Lesetext —
▬▬▬▬▬▬

Europa steigt wie der Phönix aus der Asche“, sagt Aktienstratege Gary Baker von der Bank of America Merrill Lynch. Noch vor einem Jahr wollte kaum ein Anle­ger etwas von Europa wissen. Um keine andere Region auf der Welt machten die Investoren einen größeren Bogen, ergab eine Umfra­ge von Merrill Lynch im November 2008. Selbst Eu­ropa-Aktienfondsmanagern fiel es damals schwer, an ihr Anlage­universum zu glauben.

Ein Jahr später sieht es ganz anders aus: Europa zählt bei Investoren zu den attraktivsten Aktienmärkten der Welt. Eine Umfrage der Bank of America Merrill Lynch von Anfang Oktober hat ergeben, dass Fondsmanager nach den Schwellenländern keine andere Region so stark übergewichten wollen.

Für die Europa-Euphorie gibt es drei Hauptgründe: Die Aktienbewertungen sind im internationalen Vergleich sehr günstig, europäische Unternehmen sind besonders zyklisch und profitieren daher stark vom Konjunkturaufschwung, und die Börsen bieten nach den vergleichsweise starken Verlu­s­ten hohes Aufholpotenzial. Doch die Chancen und Risiken sind innerhalb des Kontinents sehr unterschiedlich. €uro am Sonntag zeigt sie auf.

„Von der Paria zur Präferenz“ – oder anders gesagt: vom Außenseiter zum Spitzenreiter — so fasst Aktienstratege Baker den Sinneswandel der Anleger gegenüber Europa zusammen. Die jüngste monatliche Umfrage der Bank of America Merrill Lynch unter 229 globalen Aktienfondsmanagern zeigt: Im Oktober lag der Anteil derjenigen, die europäische Aktien übergewichtet hatten, elf Prozentpunkte über dem Anteil derer, die entsprechende Werte untergewichtet haben. So positiv hatten die Profis Europa zuletzt im Februar 2008 eingeschätzt. Auf Sicht der kommenden zwölf Monate ist der Anteil derer, die europäische Aktien übergewichten wollen, um neun Prozentpunkte höher gegenüber den Pessimisten. Im Juli überwog der Anteil derer, die Untergewichte planten, noch um 30 Prozent.

▬▬▬▬▬▬

(Einträge aus einer Sammlung)
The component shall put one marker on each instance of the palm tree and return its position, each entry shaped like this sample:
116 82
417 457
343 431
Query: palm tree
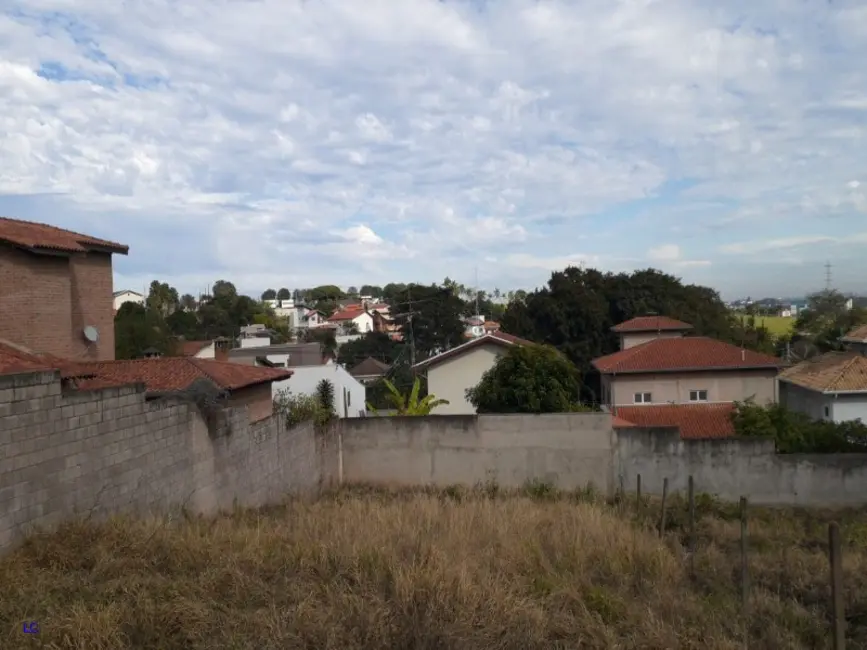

▬▬▬▬▬▬

Schriftliche Aufgabe —
Wie viele globale Aktienfondsmanager wurden laut Lesetext in der jüngsten monatlichen Umfrage der Bank of America Merrill Lynch befragt?

Richtige Antwort —
Es wurden 229 globale Aktienfondsmanager befragt.